» Problem to work on: Count the lines in the rows below that contain the string "table", treating case as significant. Reply with the number alone.

━━━ Material for the task ━━━

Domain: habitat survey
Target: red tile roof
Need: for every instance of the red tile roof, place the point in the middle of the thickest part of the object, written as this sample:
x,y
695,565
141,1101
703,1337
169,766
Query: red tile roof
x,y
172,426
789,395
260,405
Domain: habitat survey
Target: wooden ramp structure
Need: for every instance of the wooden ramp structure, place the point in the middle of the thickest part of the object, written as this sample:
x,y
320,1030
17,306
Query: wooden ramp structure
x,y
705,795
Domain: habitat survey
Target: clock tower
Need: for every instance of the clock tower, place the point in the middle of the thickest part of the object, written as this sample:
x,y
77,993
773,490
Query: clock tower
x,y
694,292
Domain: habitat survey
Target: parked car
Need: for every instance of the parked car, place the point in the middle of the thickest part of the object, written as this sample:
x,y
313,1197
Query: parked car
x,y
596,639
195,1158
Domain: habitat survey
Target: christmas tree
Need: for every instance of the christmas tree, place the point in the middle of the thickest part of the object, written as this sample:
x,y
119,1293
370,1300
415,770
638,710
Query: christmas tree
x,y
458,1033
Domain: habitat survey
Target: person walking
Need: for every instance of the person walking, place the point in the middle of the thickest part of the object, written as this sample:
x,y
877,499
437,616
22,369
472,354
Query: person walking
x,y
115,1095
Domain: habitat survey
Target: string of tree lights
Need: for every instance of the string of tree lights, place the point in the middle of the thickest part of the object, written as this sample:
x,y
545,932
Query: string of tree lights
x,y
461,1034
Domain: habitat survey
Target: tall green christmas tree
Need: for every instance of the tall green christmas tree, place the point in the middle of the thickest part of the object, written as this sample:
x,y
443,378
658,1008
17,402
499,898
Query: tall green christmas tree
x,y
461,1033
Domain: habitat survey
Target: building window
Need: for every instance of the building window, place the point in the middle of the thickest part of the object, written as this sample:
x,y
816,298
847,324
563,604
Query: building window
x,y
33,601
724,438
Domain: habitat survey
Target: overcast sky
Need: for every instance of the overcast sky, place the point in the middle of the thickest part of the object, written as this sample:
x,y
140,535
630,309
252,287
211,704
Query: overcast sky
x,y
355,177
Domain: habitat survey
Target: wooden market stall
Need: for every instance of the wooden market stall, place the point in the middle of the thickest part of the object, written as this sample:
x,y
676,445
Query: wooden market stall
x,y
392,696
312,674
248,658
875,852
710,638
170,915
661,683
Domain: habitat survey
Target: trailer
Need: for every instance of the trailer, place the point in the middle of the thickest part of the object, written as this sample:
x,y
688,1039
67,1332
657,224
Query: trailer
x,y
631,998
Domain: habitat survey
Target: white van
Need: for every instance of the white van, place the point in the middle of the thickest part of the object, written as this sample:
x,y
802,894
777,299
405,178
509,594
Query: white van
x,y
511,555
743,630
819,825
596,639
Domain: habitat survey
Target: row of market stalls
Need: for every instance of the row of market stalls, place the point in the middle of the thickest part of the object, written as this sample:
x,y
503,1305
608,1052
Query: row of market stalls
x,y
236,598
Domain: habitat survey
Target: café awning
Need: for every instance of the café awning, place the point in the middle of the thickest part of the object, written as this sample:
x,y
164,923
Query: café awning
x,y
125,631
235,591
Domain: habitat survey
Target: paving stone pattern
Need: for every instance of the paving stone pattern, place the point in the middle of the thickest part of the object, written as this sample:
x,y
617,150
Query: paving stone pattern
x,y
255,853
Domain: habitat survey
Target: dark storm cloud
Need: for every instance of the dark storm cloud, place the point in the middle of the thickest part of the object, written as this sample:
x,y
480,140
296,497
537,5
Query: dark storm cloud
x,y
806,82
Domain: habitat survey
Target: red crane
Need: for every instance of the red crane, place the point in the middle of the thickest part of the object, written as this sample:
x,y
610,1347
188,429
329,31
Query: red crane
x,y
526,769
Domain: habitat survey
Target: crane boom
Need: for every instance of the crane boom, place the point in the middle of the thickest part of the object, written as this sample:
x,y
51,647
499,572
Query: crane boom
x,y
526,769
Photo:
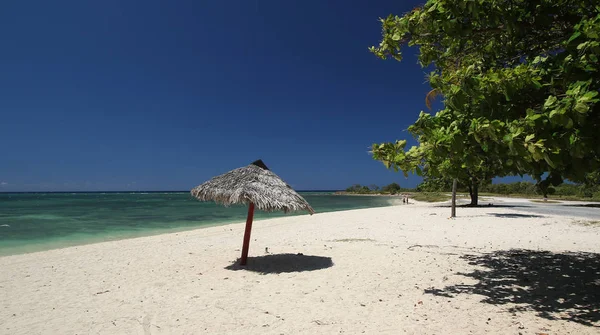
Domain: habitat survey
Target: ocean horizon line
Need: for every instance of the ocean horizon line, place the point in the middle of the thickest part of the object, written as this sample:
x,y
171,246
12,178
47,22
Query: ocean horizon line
x,y
124,191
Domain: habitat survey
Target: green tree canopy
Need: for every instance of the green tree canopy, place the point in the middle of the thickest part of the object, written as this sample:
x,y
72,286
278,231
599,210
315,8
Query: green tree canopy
x,y
519,81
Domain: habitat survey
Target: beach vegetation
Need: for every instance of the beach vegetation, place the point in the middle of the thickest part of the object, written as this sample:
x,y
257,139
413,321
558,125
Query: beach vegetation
x,y
519,88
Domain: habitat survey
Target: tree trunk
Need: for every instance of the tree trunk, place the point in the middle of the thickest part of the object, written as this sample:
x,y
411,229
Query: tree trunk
x,y
474,192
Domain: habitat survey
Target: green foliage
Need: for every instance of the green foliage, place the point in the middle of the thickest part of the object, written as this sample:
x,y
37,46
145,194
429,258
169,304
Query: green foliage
x,y
520,86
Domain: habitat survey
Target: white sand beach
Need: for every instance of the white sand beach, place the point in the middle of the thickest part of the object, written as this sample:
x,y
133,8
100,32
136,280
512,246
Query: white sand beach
x,y
393,270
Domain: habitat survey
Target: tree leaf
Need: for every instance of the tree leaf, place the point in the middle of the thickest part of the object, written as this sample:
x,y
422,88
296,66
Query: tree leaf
x,y
581,108
574,36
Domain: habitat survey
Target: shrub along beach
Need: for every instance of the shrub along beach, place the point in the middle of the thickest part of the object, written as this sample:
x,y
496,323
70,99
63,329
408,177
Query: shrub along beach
x,y
512,91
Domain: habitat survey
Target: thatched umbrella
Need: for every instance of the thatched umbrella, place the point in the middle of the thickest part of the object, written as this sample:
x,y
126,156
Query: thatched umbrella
x,y
256,186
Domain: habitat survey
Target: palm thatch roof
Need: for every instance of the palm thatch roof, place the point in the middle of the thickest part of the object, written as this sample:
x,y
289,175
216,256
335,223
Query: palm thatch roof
x,y
256,184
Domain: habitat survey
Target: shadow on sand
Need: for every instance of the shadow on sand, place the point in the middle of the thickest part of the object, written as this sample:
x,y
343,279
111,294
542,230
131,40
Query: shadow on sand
x,y
585,205
515,216
557,286
280,263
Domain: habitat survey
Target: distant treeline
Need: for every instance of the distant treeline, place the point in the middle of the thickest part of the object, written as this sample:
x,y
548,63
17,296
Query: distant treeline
x,y
585,191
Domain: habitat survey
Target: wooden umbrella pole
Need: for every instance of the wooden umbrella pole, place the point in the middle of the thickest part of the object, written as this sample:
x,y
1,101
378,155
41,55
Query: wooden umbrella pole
x,y
247,234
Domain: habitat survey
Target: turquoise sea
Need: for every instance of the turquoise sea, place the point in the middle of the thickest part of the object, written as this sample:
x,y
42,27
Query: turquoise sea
x,y
42,221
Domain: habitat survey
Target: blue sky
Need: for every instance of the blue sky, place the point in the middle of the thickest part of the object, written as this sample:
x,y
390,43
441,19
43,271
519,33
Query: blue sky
x,y
163,95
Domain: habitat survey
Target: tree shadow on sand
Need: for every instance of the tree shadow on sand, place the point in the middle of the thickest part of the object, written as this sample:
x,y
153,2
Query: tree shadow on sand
x,y
515,215
280,263
563,286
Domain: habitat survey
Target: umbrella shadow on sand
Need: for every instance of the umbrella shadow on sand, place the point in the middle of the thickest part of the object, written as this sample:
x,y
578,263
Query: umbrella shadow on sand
x,y
283,263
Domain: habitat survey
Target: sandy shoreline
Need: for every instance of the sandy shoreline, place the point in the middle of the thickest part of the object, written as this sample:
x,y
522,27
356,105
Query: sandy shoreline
x,y
401,269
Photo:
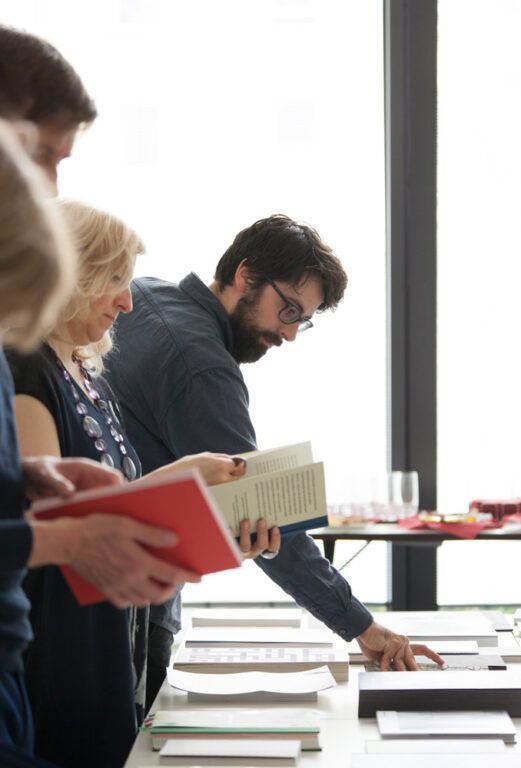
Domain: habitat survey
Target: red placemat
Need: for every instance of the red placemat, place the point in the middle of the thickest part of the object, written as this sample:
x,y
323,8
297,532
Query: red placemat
x,y
460,530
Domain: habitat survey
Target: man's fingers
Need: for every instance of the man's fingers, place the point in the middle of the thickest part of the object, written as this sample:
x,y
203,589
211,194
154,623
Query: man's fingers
x,y
410,661
274,543
392,652
244,537
85,473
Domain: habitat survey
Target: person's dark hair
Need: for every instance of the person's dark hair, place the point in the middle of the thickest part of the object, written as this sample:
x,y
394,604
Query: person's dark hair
x,y
279,248
38,84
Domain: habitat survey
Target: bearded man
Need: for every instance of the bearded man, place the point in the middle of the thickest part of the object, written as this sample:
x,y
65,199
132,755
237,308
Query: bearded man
x,y
177,376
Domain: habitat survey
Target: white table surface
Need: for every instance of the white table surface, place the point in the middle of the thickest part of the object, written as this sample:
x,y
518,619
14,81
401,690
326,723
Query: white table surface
x,y
341,732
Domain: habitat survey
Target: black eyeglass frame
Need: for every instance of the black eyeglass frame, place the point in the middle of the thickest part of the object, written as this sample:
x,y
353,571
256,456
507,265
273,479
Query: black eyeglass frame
x,y
295,315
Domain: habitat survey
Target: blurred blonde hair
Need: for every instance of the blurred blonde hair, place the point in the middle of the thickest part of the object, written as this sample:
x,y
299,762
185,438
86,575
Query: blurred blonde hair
x,y
37,258
106,247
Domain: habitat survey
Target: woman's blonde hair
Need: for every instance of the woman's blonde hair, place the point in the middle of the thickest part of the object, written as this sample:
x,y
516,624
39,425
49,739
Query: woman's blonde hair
x,y
37,258
107,247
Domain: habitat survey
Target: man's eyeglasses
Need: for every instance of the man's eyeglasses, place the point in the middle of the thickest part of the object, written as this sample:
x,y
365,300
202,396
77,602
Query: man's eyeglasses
x,y
290,312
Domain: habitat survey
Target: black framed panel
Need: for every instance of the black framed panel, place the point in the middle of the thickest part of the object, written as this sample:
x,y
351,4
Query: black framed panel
x,y
410,94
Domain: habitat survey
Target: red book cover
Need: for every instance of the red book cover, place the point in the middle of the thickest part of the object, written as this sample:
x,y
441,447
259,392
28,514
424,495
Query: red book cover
x,y
180,503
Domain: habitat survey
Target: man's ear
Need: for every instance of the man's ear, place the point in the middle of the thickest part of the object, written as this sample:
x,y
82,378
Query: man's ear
x,y
242,279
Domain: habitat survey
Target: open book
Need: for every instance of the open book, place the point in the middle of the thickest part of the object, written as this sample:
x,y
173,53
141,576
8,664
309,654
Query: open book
x,y
283,485
180,504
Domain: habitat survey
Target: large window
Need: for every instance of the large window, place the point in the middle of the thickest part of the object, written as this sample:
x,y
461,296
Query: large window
x,y
479,272
215,113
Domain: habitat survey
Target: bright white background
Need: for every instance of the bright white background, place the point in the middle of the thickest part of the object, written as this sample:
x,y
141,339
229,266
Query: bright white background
x,y
479,274
214,113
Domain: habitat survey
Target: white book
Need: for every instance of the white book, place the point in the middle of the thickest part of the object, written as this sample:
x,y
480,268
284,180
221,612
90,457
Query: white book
x,y
460,760
425,626
278,459
499,620
434,746
286,684
263,659
478,724
294,499
510,653
245,752
243,637
248,617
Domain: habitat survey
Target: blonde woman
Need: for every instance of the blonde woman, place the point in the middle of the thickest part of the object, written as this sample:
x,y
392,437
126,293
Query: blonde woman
x,y
37,270
64,407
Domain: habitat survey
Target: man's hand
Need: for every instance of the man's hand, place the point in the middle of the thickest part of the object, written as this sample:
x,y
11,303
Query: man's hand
x,y
393,651
50,476
215,468
108,551
265,541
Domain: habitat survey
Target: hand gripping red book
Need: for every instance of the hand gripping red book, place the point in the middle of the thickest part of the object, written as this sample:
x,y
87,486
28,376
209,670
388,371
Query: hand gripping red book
x,y
180,504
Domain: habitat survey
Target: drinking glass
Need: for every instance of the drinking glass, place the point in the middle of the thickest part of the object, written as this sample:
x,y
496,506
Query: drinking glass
x,y
404,492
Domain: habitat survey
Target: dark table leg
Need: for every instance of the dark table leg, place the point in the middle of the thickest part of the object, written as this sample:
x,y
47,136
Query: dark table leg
x,y
412,576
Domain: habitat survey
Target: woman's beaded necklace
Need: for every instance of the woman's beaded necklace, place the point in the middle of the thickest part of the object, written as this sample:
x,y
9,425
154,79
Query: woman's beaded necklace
x,y
91,426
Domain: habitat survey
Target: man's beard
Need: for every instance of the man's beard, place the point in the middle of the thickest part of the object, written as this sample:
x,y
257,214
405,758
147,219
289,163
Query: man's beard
x,y
248,341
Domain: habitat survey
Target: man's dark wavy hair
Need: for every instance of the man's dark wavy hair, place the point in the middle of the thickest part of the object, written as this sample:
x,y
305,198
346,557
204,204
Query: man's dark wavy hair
x,y
279,248
38,84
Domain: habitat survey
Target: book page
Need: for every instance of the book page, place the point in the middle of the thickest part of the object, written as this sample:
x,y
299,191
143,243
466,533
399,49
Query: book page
x,y
233,636
310,681
282,498
260,654
453,723
278,459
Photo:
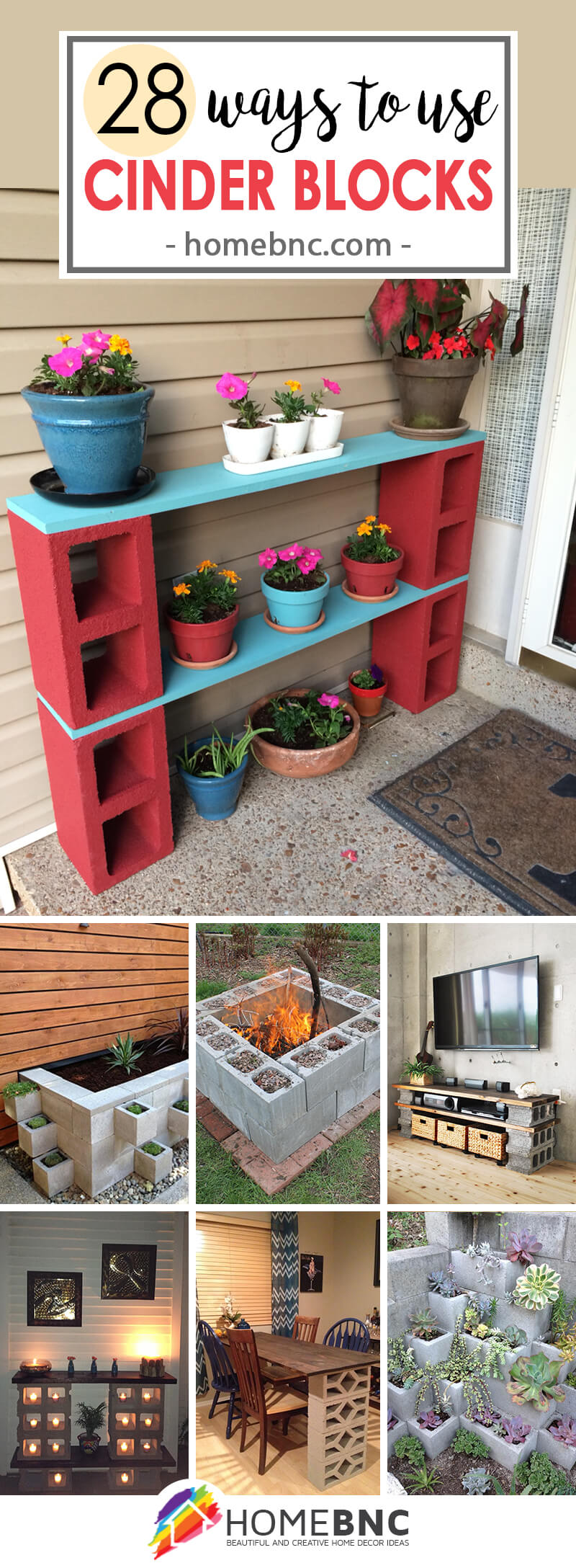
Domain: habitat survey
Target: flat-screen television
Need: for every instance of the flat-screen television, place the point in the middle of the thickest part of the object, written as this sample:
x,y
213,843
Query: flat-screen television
x,y
492,1009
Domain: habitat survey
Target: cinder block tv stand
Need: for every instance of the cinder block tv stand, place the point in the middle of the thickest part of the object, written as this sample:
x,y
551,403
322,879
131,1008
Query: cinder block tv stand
x,y
522,1136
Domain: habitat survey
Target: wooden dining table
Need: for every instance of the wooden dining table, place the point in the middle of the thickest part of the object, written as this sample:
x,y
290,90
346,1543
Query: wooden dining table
x,y
338,1396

━━━

» Solution: 9